*** Provided passage ***

Regulation 8 amendment – the balancing act
Does the amendment to Regulation 8 of the Medical Schemes Act balance the protection of medical schemes against the protection of medical scheme members in light of very high claims?
Despite divergent views, the above ambiguous question can only be answered with a “yes” with reference to the above two opposing and paradox opinions on this rather complex issue.
Rationale behind the draft
The proposed amendment, in a nutshell, provides that medical schemes must be liable for the payment of Prescribed Minimum Benefit (PMB) services in accordance with the billing rules and tariff codes of the National Health Reference Price List of 2006. Alternatively, schemes may negotiate tariffs for PMBs directly with healthcare providers without any co-payments or deductibles to its members.
The rationale behind the draft regulations is to protect medical schemes from its current open-ended liability in respect of the payment of PMBs. As a direct consequence, its members will be protected as well.
The question nobody asks
The critical issue and actual catalyst behind the extraordinary high cost of private healthcare in South Africa, and also the question that conveniently seems to escape the media, is why nobody is questioning the pay-in-full, blank cheque scenario that healthcare providers apply to claims for PMBs.
Speaking to City Press recently, after representatives from the World Health Organisation (WHO) and the Organisation for Economic Cooperation and Development presented their submissions about the high cost of private healthcare, Health Minister Motsoaledi said, “This is what I have been telling South Africans all along, but nobody wants to listen to us.”
According to Motsoaledi, South Africa has the highest private healthcare cost in the world. However, with only about 8% of the population that benefit from private healthcare, many may ask how is this possible?
Unpredictable expenses
According to the latest Annual Report from the Council for Medical Schemes (CMS), approximately 53% of total risk claims paid by schemes were PMB claims.
Within the South African private healthcare sector, there have not been any legislated tariffs for healthcare providers for the last decade or so. Coupled with this is a ruling by the Registrar of Medical Schemes that all schemes must pay in full (at whatever cost the doctor/specialist charges) for PMBs. This situation resulted in unlimited and unpredictable expenses for schemes that ultimately result in above average member contribution increases, year after year. Medical schemes are non-profit organisations and its members are essentially shareholders having to absorb these expenses by means of higher contributions.
An example would be the case of a member that had his appendix removed (a PMB). The private hospital account was paid in full. The surgeon that performed the operation charged R3 674. The anaesthetist, assisting at the same operation, however, charged R16 200, or 400% of the medical scheme’s tariff. The profound question to ask is if the anaesthetist charged a reasonable tariff?
Making it work
If medical schemes are to reimburse all astounding high claims in full, there may be a short-term benefit for the specific member concerned, but the next logical step would be that contributions will rise disproportionately to the perceived value (cost versus actual benefit) for the majority of those members who seldom claim and/or who subsidise the cost of the high-claiming members. In the current difficult economic climate they may choose to abandon their medical scheme, leaving the rest of the members to pay even higher contributions.
Currently the heated debates over the amendment of Regulation 8 are predominantly the result of the vested financial interests of the respective stakeholders, either overstating the benefit or the burden of such change in legislation. The existing regime is placing an undue burden on medical schemes which, in the process, undermine the accessibility to private healthcare for more than 90% of South Africans.
We need to focus on making it work for all role players; not on fighting it to the benefit of one party at the loss of another.

*** End of Provided passage ***

● **What the task requires**
Copy the passage on the Regulation 8 amendment word for word, between "Regulation 8 amendment" and "very high claims?", inclusive.

*** The data ***

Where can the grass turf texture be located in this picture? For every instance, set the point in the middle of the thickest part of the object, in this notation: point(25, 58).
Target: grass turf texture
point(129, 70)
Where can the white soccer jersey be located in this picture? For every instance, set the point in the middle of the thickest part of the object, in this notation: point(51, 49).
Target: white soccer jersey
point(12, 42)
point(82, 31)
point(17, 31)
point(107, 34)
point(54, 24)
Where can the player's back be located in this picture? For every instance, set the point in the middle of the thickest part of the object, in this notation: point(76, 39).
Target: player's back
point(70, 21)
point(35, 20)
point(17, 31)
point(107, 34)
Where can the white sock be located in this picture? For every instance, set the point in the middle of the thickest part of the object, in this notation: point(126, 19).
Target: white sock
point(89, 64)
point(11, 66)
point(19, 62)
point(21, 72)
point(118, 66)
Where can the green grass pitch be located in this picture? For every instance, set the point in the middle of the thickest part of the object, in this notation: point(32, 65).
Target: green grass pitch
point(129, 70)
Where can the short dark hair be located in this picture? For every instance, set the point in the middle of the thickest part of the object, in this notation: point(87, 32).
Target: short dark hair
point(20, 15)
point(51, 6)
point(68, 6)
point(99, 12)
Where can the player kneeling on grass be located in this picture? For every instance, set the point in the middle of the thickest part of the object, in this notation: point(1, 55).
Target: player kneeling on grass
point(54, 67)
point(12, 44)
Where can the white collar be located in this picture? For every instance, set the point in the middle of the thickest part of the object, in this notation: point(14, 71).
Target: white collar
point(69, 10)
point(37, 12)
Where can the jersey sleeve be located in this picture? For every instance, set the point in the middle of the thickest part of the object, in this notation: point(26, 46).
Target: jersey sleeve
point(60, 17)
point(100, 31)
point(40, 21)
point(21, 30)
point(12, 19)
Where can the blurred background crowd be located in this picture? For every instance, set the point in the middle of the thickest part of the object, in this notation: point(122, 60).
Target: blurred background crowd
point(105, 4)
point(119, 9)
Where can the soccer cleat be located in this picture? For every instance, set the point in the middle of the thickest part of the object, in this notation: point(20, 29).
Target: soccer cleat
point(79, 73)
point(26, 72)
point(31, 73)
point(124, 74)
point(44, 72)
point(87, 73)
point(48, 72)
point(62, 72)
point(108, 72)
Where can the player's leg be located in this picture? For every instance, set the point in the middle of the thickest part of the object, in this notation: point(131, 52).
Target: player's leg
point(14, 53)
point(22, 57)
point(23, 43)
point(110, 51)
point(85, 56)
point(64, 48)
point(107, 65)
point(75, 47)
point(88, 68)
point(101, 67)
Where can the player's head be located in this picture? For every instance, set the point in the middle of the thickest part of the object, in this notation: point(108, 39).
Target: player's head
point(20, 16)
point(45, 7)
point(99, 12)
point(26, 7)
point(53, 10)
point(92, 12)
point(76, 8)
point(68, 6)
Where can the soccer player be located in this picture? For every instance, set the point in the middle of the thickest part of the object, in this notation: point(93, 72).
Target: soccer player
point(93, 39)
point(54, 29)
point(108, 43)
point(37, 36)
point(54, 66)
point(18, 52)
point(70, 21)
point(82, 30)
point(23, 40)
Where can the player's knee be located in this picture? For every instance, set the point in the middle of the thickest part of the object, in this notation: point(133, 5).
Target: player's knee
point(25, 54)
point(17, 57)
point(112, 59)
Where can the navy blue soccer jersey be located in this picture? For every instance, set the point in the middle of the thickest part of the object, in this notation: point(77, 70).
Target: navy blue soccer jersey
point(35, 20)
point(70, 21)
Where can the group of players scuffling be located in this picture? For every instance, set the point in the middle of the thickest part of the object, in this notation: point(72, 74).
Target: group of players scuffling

*** End of The data ***

● **Written answer**
Regulation 8 amendment – the balancing act
Does the amendment to Regulation 8 of the Medical Schemes Act balance the protection of medical schemes against the protection of medical scheme members in light of very high claims?